Extract every one of the following lines word for word, omitting the pictures.

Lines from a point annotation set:
********************
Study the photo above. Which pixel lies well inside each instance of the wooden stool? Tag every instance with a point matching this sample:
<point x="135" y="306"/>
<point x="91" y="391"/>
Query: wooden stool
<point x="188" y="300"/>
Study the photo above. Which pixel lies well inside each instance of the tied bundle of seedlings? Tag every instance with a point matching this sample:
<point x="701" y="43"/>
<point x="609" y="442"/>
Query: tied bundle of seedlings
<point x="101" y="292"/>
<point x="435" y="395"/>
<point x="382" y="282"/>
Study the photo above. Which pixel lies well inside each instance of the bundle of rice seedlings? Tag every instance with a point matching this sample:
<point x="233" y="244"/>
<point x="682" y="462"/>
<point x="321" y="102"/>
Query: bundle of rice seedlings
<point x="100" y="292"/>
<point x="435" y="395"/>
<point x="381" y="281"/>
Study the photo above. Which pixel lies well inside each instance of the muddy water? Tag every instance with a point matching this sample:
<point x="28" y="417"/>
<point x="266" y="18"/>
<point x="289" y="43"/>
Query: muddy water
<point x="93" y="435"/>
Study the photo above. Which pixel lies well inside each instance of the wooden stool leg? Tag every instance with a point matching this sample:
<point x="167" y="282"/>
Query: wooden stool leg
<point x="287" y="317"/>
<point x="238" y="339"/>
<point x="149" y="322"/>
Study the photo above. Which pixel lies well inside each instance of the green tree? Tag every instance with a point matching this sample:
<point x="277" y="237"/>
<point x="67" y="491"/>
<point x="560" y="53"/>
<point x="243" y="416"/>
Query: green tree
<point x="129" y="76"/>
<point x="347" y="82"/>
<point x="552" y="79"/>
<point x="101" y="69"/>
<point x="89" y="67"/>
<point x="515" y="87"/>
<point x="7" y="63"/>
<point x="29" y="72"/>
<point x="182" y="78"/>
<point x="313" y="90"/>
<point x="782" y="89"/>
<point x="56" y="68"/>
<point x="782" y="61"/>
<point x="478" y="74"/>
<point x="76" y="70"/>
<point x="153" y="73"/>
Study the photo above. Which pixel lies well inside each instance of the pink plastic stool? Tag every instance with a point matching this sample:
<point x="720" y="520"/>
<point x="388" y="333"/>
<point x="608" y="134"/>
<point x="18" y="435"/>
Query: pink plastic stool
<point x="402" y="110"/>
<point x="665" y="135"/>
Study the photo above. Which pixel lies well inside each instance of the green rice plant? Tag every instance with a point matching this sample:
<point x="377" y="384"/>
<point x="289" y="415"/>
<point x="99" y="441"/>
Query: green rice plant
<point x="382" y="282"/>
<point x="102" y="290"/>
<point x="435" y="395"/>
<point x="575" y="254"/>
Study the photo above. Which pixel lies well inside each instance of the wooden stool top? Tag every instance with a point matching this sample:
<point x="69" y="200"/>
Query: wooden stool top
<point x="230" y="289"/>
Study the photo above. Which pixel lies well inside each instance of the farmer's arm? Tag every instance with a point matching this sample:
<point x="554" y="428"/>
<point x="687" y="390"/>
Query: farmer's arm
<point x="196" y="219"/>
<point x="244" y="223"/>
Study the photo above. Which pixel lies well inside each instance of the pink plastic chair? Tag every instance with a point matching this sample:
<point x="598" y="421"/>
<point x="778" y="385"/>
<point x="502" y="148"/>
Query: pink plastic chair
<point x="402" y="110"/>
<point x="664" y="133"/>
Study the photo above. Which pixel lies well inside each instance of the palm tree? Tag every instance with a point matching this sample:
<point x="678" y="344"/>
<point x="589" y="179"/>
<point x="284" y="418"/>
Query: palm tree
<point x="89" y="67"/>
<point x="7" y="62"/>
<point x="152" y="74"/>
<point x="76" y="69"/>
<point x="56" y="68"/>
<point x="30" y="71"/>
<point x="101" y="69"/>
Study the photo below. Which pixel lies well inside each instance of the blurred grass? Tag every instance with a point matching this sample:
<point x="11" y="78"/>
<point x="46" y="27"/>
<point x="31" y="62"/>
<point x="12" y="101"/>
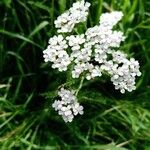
********************
EXERCISE SOLUTION:
Study the photo above. Which pixel lies well inside each instance of the wooden stool? Tag every instance with a point matching this sample:
<point x="135" y="306"/>
<point x="91" y="391"/>
Query: wooden stool
<point x="188" y="300"/>
Study the photo above. Which pixel lies well inside each instance of the tied bundle of seedlings? Tag every instance with a point matching this sample:
<point x="701" y="43"/>
<point x="609" y="442"/>
Query: tied bundle of seedlings
<point x="101" y="292"/>
<point x="435" y="395"/>
<point x="382" y="282"/>
Study the photo above. Which pixel lies well inside each instance of the bundle of rice seedlings? Tag every instance with a point matching this sample:
<point x="233" y="244"/>
<point x="682" y="462"/>
<point x="321" y="102"/>
Query: bundle of rice seedlings
<point x="100" y="292"/>
<point x="435" y="395"/>
<point x="381" y="281"/>
Study the photo above. Which pixel lies well inside each instance of the muddy water? Tag every instance with a point matching this sample:
<point x="28" y="417"/>
<point x="266" y="18"/>
<point x="289" y="43"/>
Query: muddy water
<point x="93" y="435"/>
Study the photo above. Which pixel lies well inside each instance of the wooden stool leg? Tag every instance with a point matching this sample:
<point x="167" y="282"/>
Query: wooden stool leg
<point x="287" y="317"/>
<point x="238" y="339"/>
<point x="149" y="322"/>
Study the photo above. Which pixel lies well inside each instance of the green tree? Tag every instance with a point matching this sample:
<point x="277" y="237"/>
<point x="67" y="491"/>
<point x="560" y="53"/>
<point x="243" y="416"/>
Query: green tree
<point x="129" y="76"/>
<point x="347" y="82"/>
<point x="552" y="79"/>
<point x="101" y="69"/>
<point x="89" y="67"/>
<point x="515" y="87"/>
<point x="7" y="63"/>
<point x="29" y="72"/>
<point x="182" y="78"/>
<point x="313" y="90"/>
<point x="782" y="89"/>
<point x="56" y="68"/>
<point x="782" y="61"/>
<point x="478" y="74"/>
<point x="76" y="70"/>
<point x="153" y="73"/>
Study the photo above. Which pixel lies well inside each instance of the pink plastic stool? Tag every instance with a point matching this sample:
<point x="720" y="520"/>
<point x="388" y="333"/>
<point x="608" y="134"/>
<point x="18" y="435"/>
Query: pink plastic stool
<point x="402" y="110"/>
<point x="665" y="135"/>
Study the photo above. Which pixel lies well inside each instance of the green rice plant? Tag every instance with a point matching this sample:
<point x="377" y="384"/>
<point x="289" y="415"/>
<point x="99" y="441"/>
Query: green rice plant
<point x="382" y="282"/>
<point x="102" y="290"/>
<point x="435" y="395"/>
<point x="575" y="254"/>
Study the photo above. Which pixel lies well inside each instance of the wooden stool top? Tag every instance with a point matching this sample:
<point x="69" y="200"/>
Query: wooden stool top
<point x="230" y="289"/>
Study the photo above. Which pixel lies well inside each instance of the farmer's arm? Tag every instance with a point matching this sample:
<point x="554" y="428"/>
<point x="687" y="390"/>
Query: farmer's arm
<point x="196" y="219"/>
<point x="244" y="223"/>
Study the photo above. Which pixel lies well inside each instance of the pink plastic chair? Tag every instance with a point matching this sample:
<point x="598" y="421"/>
<point x="778" y="385"/>
<point x="502" y="148"/>
Query: pink plastic chair
<point x="402" y="110"/>
<point x="664" y="133"/>
Study the photo above. Which pixel lies well inside each instance of the palm tree? Tag every instance with a point matching this sample:
<point x="678" y="344"/>
<point x="589" y="179"/>
<point x="284" y="418"/>
Query: palm tree
<point x="89" y="67"/>
<point x="7" y="62"/>
<point x="152" y="74"/>
<point x="76" y="69"/>
<point x="56" y="68"/>
<point x="30" y="71"/>
<point x="101" y="69"/>
Study the photo below. Which pixel lies well inside each instance of the blurred grass? Tag every instance with a point matching this sample:
<point x="11" y="78"/>
<point x="46" y="27"/>
<point x="31" y="62"/>
<point x="12" y="101"/>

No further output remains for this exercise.